MATERIAL FOR THIS TASK below:
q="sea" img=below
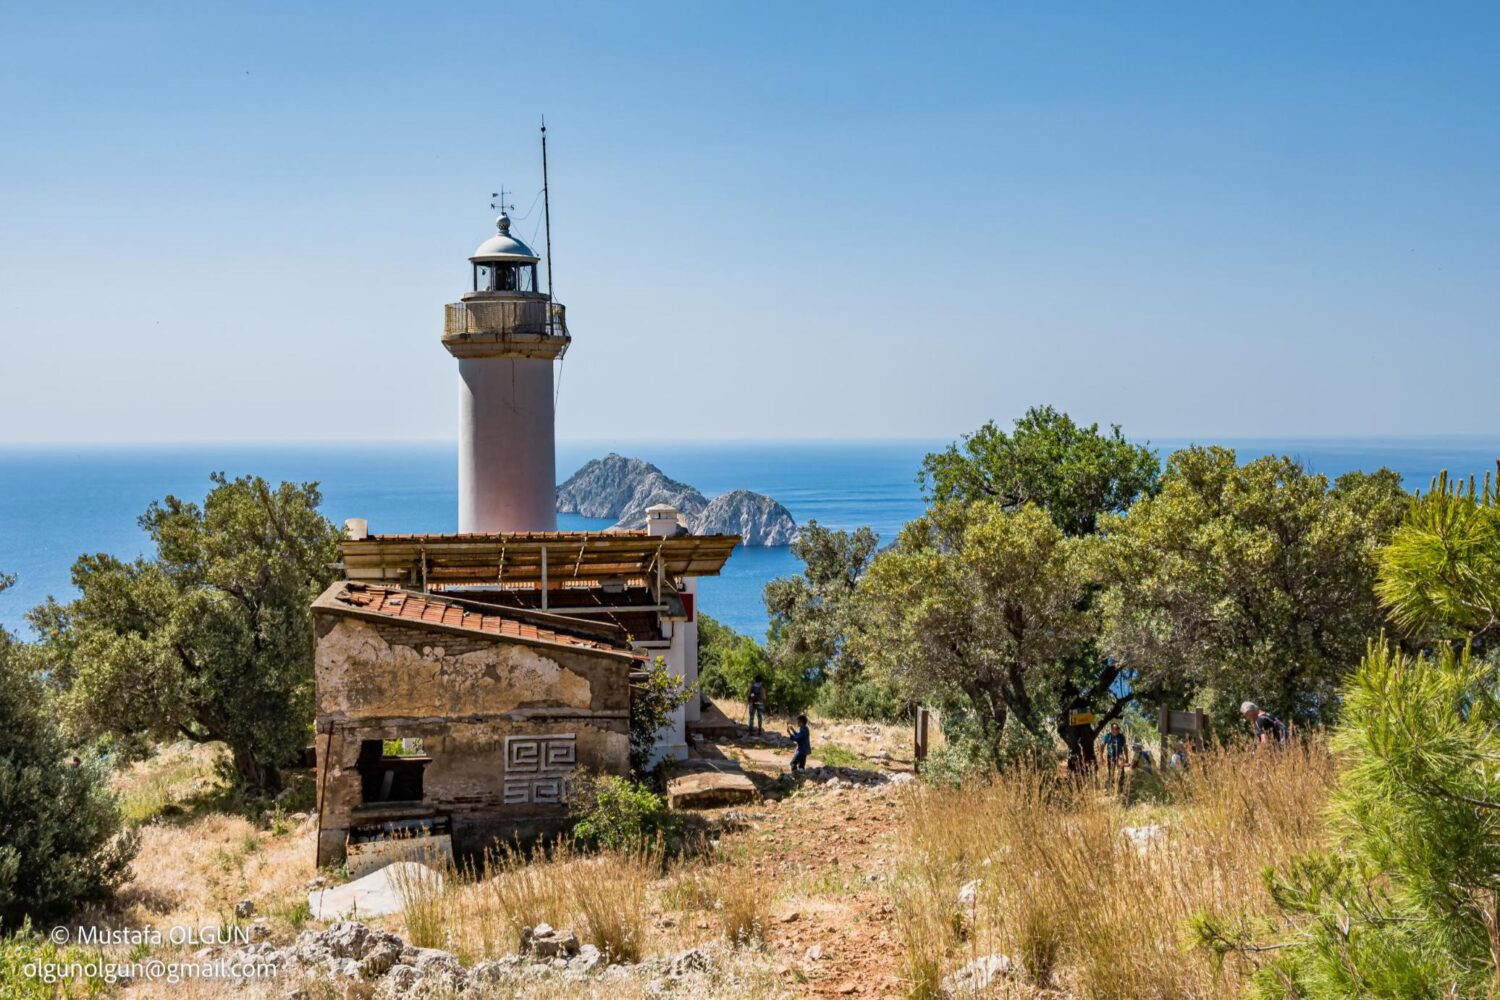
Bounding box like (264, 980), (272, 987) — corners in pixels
(2, 437), (1498, 640)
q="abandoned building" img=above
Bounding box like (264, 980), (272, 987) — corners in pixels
(312, 204), (739, 868)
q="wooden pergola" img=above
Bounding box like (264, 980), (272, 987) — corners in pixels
(338, 531), (740, 607)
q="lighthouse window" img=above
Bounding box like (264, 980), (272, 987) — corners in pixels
(472, 263), (537, 293)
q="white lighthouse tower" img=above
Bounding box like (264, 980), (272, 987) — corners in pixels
(443, 212), (569, 532)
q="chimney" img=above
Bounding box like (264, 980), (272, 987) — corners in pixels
(645, 504), (681, 538)
(344, 518), (369, 541)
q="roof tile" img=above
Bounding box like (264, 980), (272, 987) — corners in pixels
(338, 584), (641, 658)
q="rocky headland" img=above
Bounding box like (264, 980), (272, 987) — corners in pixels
(556, 455), (799, 546)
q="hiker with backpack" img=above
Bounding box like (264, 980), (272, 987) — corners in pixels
(1240, 701), (1287, 748)
(746, 675), (767, 734)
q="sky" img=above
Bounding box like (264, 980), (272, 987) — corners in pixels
(1, 2), (1497, 444)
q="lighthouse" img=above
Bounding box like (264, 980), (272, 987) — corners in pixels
(442, 212), (569, 532)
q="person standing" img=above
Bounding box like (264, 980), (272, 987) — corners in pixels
(1101, 723), (1127, 770)
(747, 676), (767, 734)
(787, 714), (811, 774)
(1168, 741), (1190, 770)
(1240, 701), (1287, 748)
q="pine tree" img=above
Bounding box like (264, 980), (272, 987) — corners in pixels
(1208, 467), (1500, 997)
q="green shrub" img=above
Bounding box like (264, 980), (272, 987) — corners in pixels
(0, 918), (113, 997)
(814, 744), (865, 768)
(629, 657), (693, 775)
(917, 738), (988, 787)
(0, 577), (137, 927)
(570, 775), (677, 852)
(698, 620), (818, 716)
(813, 673), (909, 722)
(915, 699), (1059, 783)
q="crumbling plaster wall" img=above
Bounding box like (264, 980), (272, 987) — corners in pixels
(314, 616), (623, 719)
(313, 613), (631, 864)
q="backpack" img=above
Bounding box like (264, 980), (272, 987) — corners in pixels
(1259, 713), (1288, 743)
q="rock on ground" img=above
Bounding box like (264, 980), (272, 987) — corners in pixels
(1122, 824), (1167, 854)
(205, 920), (738, 998)
(943, 953), (1013, 996)
(521, 923), (581, 958)
(307, 861), (443, 921)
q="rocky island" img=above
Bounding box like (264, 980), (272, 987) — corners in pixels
(556, 455), (800, 546)
(691, 490), (800, 546)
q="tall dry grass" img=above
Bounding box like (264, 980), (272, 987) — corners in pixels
(713, 864), (771, 947)
(390, 841), (660, 964)
(892, 741), (1335, 1000)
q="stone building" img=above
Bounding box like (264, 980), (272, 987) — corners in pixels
(312, 520), (737, 868)
(311, 201), (739, 868)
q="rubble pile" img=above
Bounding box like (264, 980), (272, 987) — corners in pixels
(200, 920), (732, 997)
(797, 766), (915, 791)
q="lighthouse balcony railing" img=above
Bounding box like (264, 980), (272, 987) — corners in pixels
(444, 299), (568, 340)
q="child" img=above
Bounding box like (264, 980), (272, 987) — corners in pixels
(787, 715), (811, 774)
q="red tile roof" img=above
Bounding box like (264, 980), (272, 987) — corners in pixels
(334, 584), (642, 658)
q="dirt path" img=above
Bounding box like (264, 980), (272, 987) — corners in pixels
(711, 736), (911, 999)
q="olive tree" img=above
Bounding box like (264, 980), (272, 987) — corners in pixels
(29, 474), (340, 794)
(853, 502), (1098, 758)
(872, 408), (1162, 762)
(762, 521), (897, 717)
(1098, 447), (1408, 726)
(921, 404), (1161, 536)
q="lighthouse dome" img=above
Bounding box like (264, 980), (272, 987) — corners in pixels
(471, 213), (540, 263)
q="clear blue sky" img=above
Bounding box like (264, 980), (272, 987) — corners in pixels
(3, 2), (1497, 443)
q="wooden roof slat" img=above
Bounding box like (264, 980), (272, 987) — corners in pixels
(339, 530), (740, 586)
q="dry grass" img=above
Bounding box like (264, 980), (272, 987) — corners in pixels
(892, 742), (1335, 1000)
(386, 839), (786, 971)
(389, 841), (662, 964)
(115, 757), (317, 942)
(714, 864), (771, 947)
(388, 853), (450, 949)
(571, 852), (653, 962)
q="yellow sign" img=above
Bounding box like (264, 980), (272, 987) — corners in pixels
(1069, 711), (1096, 726)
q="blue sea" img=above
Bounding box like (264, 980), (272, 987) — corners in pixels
(2, 437), (1498, 639)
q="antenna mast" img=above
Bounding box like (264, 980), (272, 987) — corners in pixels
(540, 117), (555, 336)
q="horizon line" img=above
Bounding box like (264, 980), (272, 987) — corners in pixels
(2, 432), (1500, 450)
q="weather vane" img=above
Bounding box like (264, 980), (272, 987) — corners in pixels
(490, 186), (513, 215)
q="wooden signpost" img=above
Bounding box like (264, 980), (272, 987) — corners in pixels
(1157, 706), (1209, 756)
(914, 706), (931, 765)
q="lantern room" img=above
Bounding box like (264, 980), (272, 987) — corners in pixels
(469, 213), (540, 294)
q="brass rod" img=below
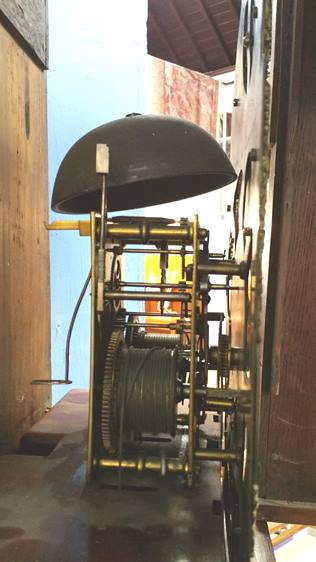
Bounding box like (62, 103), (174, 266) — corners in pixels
(176, 414), (189, 426)
(188, 214), (199, 486)
(105, 224), (208, 242)
(105, 290), (190, 302)
(120, 281), (189, 289)
(198, 260), (246, 278)
(124, 311), (190, 318)
(46, 220), (90, 235)
(118, 248), (192, 255)
(98, 456), (189, 474)
(182, 385), (242, 402)
(205, 398), (235, 411)
(87, 214), (96, 480)
(209, 253), (225, 259)
(183, 385), (205, 398)
(45, 221), (208, 243)
(205, 387), (250, 400)
(99, 174), (107, 249)
(116, 322), (180, 329)
(46, 220), (81, 230)
(45, 221), (209, 243)
(210, 284), (243, 290)
(194, 449), (239, 462)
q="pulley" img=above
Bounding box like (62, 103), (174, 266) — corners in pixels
(101, 331), (178, 452)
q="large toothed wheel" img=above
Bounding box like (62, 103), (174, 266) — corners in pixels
(101, 330), (124, 451)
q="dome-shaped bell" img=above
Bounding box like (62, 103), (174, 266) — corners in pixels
(51, 114), (236, 214)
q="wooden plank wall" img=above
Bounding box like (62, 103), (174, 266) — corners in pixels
(0, 22), (51, 451)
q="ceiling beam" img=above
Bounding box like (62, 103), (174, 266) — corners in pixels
(166, 0), (209, 72)
(205, 64), (235, 78)
(149, 12), (179, 63)
(196, 0), (234, 66)
(226, 0), (240, 21)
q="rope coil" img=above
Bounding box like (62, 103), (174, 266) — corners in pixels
(133, 332), (181, 349)
(101, 331), (178, 452)
(118, 346), (177, 435)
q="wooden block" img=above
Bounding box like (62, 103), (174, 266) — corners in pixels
(19, 390), (88, 455)
(0, 22), (51, 451)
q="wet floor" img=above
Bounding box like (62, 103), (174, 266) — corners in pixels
(0, 430), (225, 562)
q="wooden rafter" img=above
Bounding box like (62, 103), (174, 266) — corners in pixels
(147, 0), (239, 73)
(196, 0), (234, 66)
(226, 0), (240, 20)
(149, 12), (179, 63)
(166, 0), (209, 72)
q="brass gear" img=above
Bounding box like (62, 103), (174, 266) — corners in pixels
(218, 334), (230, 381)
(101, 330), (124, 451)
(109, 254), (121, 313)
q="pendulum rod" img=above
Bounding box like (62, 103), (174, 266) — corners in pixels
(188, 214), (199, 486)
(88, 212), (96, 480)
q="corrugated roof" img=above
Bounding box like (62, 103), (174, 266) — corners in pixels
(147, 0), (240, 74)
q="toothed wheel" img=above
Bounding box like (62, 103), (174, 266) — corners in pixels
(109, 255), (121, 313)
(101, 330), (124, 451)
(218, 334), (230, 381)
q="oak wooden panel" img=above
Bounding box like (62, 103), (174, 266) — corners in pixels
(258, 500), (316, 526)
(259, 0), (316, 503)
(0, 23), (51, 451)
(0, 0), (48, 68)
(254, 521), (275, 562)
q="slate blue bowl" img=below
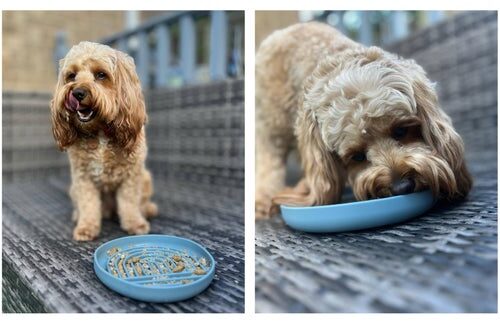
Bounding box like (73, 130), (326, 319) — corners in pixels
(94, 235), (216, 303)
(281, 190), (435, 233)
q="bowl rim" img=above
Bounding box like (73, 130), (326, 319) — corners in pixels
(281, 190), (433, 210)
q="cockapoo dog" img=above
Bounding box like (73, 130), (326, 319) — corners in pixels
(255, 22), (472, 219)
(51, 41), (158, 240)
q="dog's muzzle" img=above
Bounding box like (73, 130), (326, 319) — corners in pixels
(391, 178), (416, 196)
(65, 91), (95, 122)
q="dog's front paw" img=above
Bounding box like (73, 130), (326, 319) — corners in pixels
(255, 195), (273, 219)
(122, 217), (150, 235)
(73, 224), (100, 241)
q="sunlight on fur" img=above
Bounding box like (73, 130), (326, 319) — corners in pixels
(255, 22), (472, 219)
(51, 41), (158, 241)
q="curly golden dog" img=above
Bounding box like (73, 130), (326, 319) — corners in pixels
(51, 41), (158, 240)
(255, 22), (472, 219)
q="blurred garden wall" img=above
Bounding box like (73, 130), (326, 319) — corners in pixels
(2, 11), (167, 92)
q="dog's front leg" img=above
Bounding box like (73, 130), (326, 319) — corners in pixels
(117, 174), (150, 235)
(255, 131), (289, 219)
(71, 180), (102, 241)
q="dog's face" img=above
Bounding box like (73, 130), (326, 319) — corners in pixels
(51, 41), (145, 152)
(274, 47), (472, 207)
(328, 91), (454, 201)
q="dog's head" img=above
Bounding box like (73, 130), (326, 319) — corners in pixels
(51, 41), (146, 152)
(274, 47), (472, 207)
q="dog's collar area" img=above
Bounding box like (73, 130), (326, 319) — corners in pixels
(75, 123), (114, 141)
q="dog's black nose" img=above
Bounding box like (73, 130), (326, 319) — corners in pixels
(391, 178), (415, 196)
(72, 88), (87, 101)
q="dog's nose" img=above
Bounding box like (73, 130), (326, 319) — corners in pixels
(391, 178), (415, 196)
(72, 88), (87, 101)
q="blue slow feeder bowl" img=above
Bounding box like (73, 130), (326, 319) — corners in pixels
(94, 235), (216, 303)
(281, 190), (435, 233)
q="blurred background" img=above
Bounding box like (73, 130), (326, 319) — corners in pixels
(255, 11), (497, 313)
(257, 11), (457, 48)
(3, 11), (244, 313)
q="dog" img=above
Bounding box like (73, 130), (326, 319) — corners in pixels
(51, 41), (158, 240)
(255, 22), (472, 219)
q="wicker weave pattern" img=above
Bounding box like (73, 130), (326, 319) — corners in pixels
(146, 79), (244, 190)
(256, 11), (497, 313)
(2, 92), (68, 183)
(256, 174), (497, 312)
(2, 79), (244, 313)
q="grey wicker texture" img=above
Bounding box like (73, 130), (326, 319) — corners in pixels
(2, 79), (244, 313)
(255, 11), (497, 313)
(2, 92), (69, 183)
(146, 79), (244, 190)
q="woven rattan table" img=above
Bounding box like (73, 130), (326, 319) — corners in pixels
(3, 177), (245, 313)
(256, 168), (497, 312)
(2, 79), (245, 313)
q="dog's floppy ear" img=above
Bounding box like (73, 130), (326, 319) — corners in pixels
(51, 59), (78, 151)
(272, 104), (345, 207)
(51, 99), (78, 151)
(112, 50), (147, 152)
(408, 63), (472, 199)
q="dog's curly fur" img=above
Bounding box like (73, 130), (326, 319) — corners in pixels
(51, 41), (158, 240)
(256, 22), (472, 219)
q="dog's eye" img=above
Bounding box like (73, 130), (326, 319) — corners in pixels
(66, 73), (76, 82)
(351, 152), (366, 162)
(392, 126), (408, 140)
(95, 72), (107, 80)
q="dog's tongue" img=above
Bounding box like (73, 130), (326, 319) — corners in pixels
(65, 94), (79, 112)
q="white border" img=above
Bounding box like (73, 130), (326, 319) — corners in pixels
(244, 8), (256, 316)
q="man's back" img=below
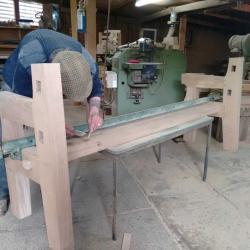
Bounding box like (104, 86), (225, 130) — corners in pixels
(3, 29), (95, 97)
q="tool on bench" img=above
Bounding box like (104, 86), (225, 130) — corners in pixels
(0, 95), (219, 161)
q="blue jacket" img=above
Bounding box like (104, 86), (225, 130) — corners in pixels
(3, 29), (103, 99)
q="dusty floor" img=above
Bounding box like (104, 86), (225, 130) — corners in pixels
(0, 102), (250, 250)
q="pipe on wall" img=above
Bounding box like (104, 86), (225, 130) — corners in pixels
(140, 0), (230, 22)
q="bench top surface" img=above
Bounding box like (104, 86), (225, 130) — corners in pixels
(103, 116), (213, 155)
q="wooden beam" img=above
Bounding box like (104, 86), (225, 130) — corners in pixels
(67, 101), (222, 161)
(187, 17), (244, 33)
(31, 64), (74, 250)
(204, 12), (250, 25)
(179, 15), (187, 53)
(2, 119), (32, 219)
(183, 86), (201, 142)
(70, 0), (78, 39)
(22, 102), (223, 166)
(182, 74), (225, 89)
(121, 233), (132, 250)
(182, 73), (250, 93)
(85, 0), (96, 58)
(222, 57), (244, 152)
(234, 3), (250, 13)
(14, 0), (20, 25)
(140, 0), (230, 23)
(0, 92), (33, 127)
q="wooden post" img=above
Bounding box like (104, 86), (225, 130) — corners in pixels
(31, 64), (74, 250)
(70, 0), (78, 39)
(183, 87), (200, 142)
(2, 119), (32, 219)
(179, 15), (187, 53)
(14, 0), (20, 25)
(85, 0), (96, 58)
(222, 57), (244, 152)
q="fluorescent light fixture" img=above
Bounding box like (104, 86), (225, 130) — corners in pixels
(135, 0), (177, 7)
(135, 0), (158, 7)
End of MATERIAL FOR THIS TASK.
Look through the entries above and list every line containing "wooden".

q="wooden pergola" img=above
q="wooden roof slat" img=above
q="wooden signpost" img=above
q="wooden plank wall" img=above
q="wooden block" img=above
q="wooden rafter" img=above
q="oak wooden panel" img=above
q="wooden beam" img=above
q="wooden post" img=above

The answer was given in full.